Recast the records below as a JSON list of strings, one string per line, leaving out blank lines.

## Listing
- - -

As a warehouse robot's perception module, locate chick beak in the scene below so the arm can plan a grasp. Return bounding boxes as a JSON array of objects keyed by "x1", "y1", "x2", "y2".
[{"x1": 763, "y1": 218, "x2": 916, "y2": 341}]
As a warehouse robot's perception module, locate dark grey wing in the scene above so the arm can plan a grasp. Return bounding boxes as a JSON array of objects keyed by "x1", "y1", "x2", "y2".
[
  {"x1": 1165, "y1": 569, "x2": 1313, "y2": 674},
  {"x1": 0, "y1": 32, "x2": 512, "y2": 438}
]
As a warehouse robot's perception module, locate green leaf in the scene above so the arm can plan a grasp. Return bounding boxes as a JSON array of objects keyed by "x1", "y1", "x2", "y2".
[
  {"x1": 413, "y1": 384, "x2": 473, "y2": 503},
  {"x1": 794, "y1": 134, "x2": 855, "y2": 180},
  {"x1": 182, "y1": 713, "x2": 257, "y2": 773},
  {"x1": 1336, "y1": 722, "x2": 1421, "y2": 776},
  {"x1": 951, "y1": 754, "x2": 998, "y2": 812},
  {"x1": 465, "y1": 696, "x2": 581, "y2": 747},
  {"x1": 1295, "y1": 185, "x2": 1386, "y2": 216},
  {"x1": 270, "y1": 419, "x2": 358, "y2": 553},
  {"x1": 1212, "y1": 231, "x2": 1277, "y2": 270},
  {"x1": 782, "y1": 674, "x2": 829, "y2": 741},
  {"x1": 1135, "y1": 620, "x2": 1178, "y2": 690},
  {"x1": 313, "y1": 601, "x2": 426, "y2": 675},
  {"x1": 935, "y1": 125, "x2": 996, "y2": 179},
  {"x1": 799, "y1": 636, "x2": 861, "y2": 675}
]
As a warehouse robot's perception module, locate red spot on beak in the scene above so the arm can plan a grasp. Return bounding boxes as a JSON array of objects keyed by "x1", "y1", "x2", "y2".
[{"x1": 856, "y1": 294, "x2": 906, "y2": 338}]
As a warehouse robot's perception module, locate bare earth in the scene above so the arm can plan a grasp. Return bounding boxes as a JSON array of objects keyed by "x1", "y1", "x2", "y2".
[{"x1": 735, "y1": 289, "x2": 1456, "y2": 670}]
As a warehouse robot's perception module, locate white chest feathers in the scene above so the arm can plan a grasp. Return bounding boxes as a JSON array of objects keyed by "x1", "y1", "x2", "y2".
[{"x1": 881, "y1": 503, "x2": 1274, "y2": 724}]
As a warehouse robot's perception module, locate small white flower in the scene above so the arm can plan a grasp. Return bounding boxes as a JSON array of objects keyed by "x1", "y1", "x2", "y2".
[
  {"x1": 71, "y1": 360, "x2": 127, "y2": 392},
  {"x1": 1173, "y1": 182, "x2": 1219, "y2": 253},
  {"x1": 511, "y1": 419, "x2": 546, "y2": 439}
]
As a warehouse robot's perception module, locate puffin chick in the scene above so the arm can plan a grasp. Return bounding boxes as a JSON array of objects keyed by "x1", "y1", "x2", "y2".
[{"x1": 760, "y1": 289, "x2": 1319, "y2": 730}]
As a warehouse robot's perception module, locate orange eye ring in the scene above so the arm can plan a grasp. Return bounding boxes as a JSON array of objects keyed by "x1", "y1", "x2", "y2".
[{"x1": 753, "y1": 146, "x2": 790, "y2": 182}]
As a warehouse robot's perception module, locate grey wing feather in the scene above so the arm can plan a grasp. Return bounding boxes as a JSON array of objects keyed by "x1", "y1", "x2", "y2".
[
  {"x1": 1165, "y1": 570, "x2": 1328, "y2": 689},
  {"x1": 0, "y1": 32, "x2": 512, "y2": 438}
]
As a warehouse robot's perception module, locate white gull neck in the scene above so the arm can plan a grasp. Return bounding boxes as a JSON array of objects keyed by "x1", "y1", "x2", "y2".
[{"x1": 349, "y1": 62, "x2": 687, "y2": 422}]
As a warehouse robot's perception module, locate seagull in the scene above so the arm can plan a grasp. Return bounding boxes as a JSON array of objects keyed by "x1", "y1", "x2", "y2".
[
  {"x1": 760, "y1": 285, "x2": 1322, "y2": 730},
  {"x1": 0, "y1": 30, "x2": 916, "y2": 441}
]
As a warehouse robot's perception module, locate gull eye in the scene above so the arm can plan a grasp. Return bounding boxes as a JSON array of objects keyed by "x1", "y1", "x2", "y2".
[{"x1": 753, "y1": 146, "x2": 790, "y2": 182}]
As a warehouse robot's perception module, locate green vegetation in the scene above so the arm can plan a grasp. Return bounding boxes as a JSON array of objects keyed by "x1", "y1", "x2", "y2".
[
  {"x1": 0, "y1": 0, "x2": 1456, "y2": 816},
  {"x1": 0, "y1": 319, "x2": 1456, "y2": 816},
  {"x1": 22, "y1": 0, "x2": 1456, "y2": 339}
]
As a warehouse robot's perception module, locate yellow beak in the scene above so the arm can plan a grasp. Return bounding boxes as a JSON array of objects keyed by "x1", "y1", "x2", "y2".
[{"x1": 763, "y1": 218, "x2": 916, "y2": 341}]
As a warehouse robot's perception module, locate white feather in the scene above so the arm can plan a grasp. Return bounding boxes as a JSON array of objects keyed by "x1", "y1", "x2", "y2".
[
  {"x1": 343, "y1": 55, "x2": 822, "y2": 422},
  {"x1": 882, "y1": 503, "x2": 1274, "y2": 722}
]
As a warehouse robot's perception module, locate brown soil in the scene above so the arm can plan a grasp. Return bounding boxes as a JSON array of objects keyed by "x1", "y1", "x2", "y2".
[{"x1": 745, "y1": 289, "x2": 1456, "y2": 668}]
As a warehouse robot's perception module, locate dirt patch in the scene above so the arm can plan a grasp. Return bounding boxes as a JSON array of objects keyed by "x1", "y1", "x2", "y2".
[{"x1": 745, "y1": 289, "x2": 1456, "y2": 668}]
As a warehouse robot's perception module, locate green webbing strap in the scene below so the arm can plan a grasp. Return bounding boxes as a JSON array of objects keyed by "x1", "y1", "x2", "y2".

- - -

## Complete answer
[
  "As a warehouse robot's perception module, locate chick beak in the scene below so the arm can plan a grasp. Return bounding boxes as a JSON array of objects keyed by \"x1\", \"y1\", \"x2\", \"y2\".",
  "[{\"x1\": 763, \"y1\": 218, \"x2\": 916, \"y2\": 341}]",
  "As a warehouse robot's perception module, locate dark grey wing in the scene above so the arm can plan a grasp. Return bounding boxes as a JSON array of objects keyed by \"x1\", \"y1\", \"x2\", \"y2\".",
  "[",
  "  {\"x1\": 1165, \"y1\": 569, \"x2\": 1313, \"y2\": 674},",
  "  {\"x1\": 0, \"y1\": 32, \"x2\": 512, \"y2\": 438}",
  "]",
  "As a warehouse robot's perception module, locate green leaf in the scene above so the arm can plan a grasp. Return bounding boxes as a JSON array of objects keyed by \"x1\", \"y1\", \"x2\", \"y2\".",
  "[",
  "  {\"x1\": 413, \"y1\": 384, \"x2\": 473, \"y2\": 503},",
  "  {\"x1\": 794, \"y1\": 134, \"x2\": 855, \"y2\": 180},",
  "  {\"x1\": 182, \"y1\": 713, \"x2\": 257, \"y2\": 773},",
  "  {\"x1\": 1336, \"y1\": 722, \"x2\": 1421, \"y2\": 776},",
  "  {\"x1\": 951, \"y1\": 754, \"x2\": 998, \"y2\": 812},",
  "  {\"x1\": 465, \"y1\": 696, \"x2\": 581, \"y2\": 747},",
  "  {\"x1\": 1295, \"y1\": 185, \"x2\": 1386, \"y2\": 216},",
  "  {\"x1\": 270, \"y1\": 419, \"x2\": 358, \"y2\": 553},",
  "  {\"x1\": 1212, \"y1\": 231, \"x2\": 1277, \"y2\": 270},",
  "  {\"x1\": 782, \"y1\": 674, \"x2\": 829, \"y2\": 741},",
  "  {\"x1\": 1135, \"y1\": 620, \"x2\": 1178, \"y2\": 690},",
  "  {\"x1\": 313, \"y1\": 601, \"x2\": 426, \"y2\": 675},",
  "  {\"x1\": 935, \"y1\": 125, \"x2\": 996, \"y2\": 179},",
  "  {\"x1\": 799, \"y1\": 636, \"x2\": 861, \"y2\": 675}",
  "]",
  "As a warehouse robot's perception module, locate red spot on beak in the scene above so the arm can plan a grasp. Return bounding boxes as a JSON array of objects keyed by \"x1\", \"y1\", \"x2\", \"y2\".",
  "[{\"x1\": 856, \"y1\": 294, \"x2\": 906, \"y2\": 338}]",
  "As a warehouse robot's perception module, locate bare earth in the scene above so the arm can plan a grasp. Return bounding boxes as a JSON array of objects keyed by \"x1\", \"y1\", \"x2\", \"y2\".",
  "[{\"x1\": 735, \"y1\": 289, \"x2\": 1456, \"y2\": 670}]",
  "As a warehouse robot's perception module, locate white chest feathers in the scene above so the arm can plan a grasp. Return bounding boxes as a JSON array of objects keyed by \"x1\", \"y1\", \"x2\", \"y2\".",
  "[{\"x1\": 881, \"y1\": 503, \"x2\": 1274, \"y2\": 724}]",
  "As a warehouse robot's perception module, locate small white flower in the scene above so the arm can plan a grasp. Return bounding boxes as a JSON array of objects keyed by \"x1\", \"y1\", \"x2\", \"y2\".",
  "[",
  "  {\"x1\": 71, \"y1\": 360, \"x2\": 127, \"y2\": 392},",
  "  {\"x1\": 1173, \"y1\": 182, \"x2\": 1219, \"y2\": 253},",
  "  {\"x1\": 511, \"y1\": 419, \"x2\": 546, \"y2\": 439}",
  "]",
  "As a warehouse robot's perception module, locate puffin chick in the scene above so the arm can plan a grasp. Return bounding boxes as a JSON array of objects keyed by \"x1\", \"y1\", \"x2\", \"y2\".",
  "[{\"x1\": 760, \"y1\": 289, \"x2\": 1319, \"y2\": 730}]",
  "As a warehouse robot's perception module, locate orange eye ring in the scene above so the arm can plan a grasp. Return bounding boxes as a JSON array of objects keyed by \"x1\", \"y1\", \"x2\", \"y2\".",
  "[{\"x1\": 753, \"y1\": 146, \"x2\": 790, \"y2\": 182}]",
  "As a warehouse robot's perception module, locate grey wing feather in the scene above so the arm can plan a grasp. Return bounding boxes as a JSON array of objects keyed by \"x1\", \"y1\", \"x2\", \"y2\".",
  "[",
  "  {\"x1\": 1165, \"y1\": 570, \"x2\": 1328, \"y2\": 689},",
  "  {\"x1\": 0, \"y1\": 32, \"x2\": 512, \"y2\": 438}",
  "]",
  "As a warehouse robot's perception module, locate white gull neck in the scene above so the arm can plan a grasp. Return bounding boxes as a JSON array of objects keyed by \"x1\", \"y1\", \"x2\", \"y2\".",
  "[{\"x1\": 349, \"y1\": 62, \"x2\": 687, \"y2\": 422}]",
  "As a warehouse robot's perception module, locate seagull in the scene above so the arm can plan a grasp. Return bounding boxes as a JSON array of objects keyed by \"x1\", \"y1\", \"x2\", \"y2\".",
  "[",
  "  {\"x1\": 760, \"y1\": 285, \"x2\": 1322, \"y2\": 730},",
  "  {\"x1\": 0, \"y1\": 30, \"x2\": 916, \"y2\": 441}",
  "]",
  "As a warehouse robot's perception module, locate gull eye in the scene above so the arm can plan a grasp. Return bounding boxes as a JSON array of objects keyed by \"x1\", \"y1\", \"x2\", \"y2\".",
  "[{\"x1\": 753, \"y1\": 146, \"x2\": 790, \"y2\": 182}]",
  "As a warehouse robot's perception module, locate green vegetation in the scene above so the arm can plan a grasp. Return bounding boxes as a JSON array of objects keyed by \"x1\", \"y1\", \"x2\", \"y2\".",
  "[",
  "  {\"x1\": 0, \"y1\": 0, \"x2\": 1456, \"y2\": 816},",
  "  {\"x1\": 0, \"y1\": 319, \"x2\": 1456, \"y2\": 816},",
  "  {\"x1\": 22, \"y1\": 0, \"x2\": 1456, \"y2\": 339}",
  "]",
  "As a warehouse robot's perception module, locate yellow beak in the scene above so the arm can plan a grasp. Return bounding boxes as a JSON array of objects keyed by \"x1\", \"y1\", \"x2\", \"y2\".",
  "[{\"x1\": 763, \"y1\": 218, \"x2\": 916, \"y2\": 341}]",
  "As a warehouse robot's perception module, locate white feather in the scene above so the arm can plan a grasp. Return bounding boxes as a JSON array of objects keyed by \"x1\", \"y1\", \"x2\", \"y2\".",
  "[",
  "  {\"x1\": 343, \"y1\": 55, \"x2\": 822, \"y2\": 422},",
  "  {\"x1\": 882, \"y1\": 503, \"x2\": 1274, \"y2\": 722}",
  "]",
  "As a warehouse robot's perception module, locate brown soil in the scene above so the arm can plan a grasp. Return bounding boxes as a JSON array of objects keyed by \"x1\", \"y1\", \"x2\", \"y2\".",
  "[{\"x1\": 745, \"y1\": 289, \"x2\": 1456, \"y2\": 668}]",
  "As a warehouse robot's perception module, locate dirt patch in the scene above so the arm can plan a grasp. Return bounding boxes as a JSON array of objects keyed by \"x1\", \"y1\", \"x2\", \"y2\".",
  "[{\"x1\": 745, \"y1\": 289, \"x2\": 1456, \"y2\": 668}]",
  "As a warehouse robot's perception module, locate green webbing strap in the scene below so the arm can plan a grasp. Return bounding boxes as a JSON array of objects keyed by \"x1\", \"y1\", \"x2\", \"y2\"."
]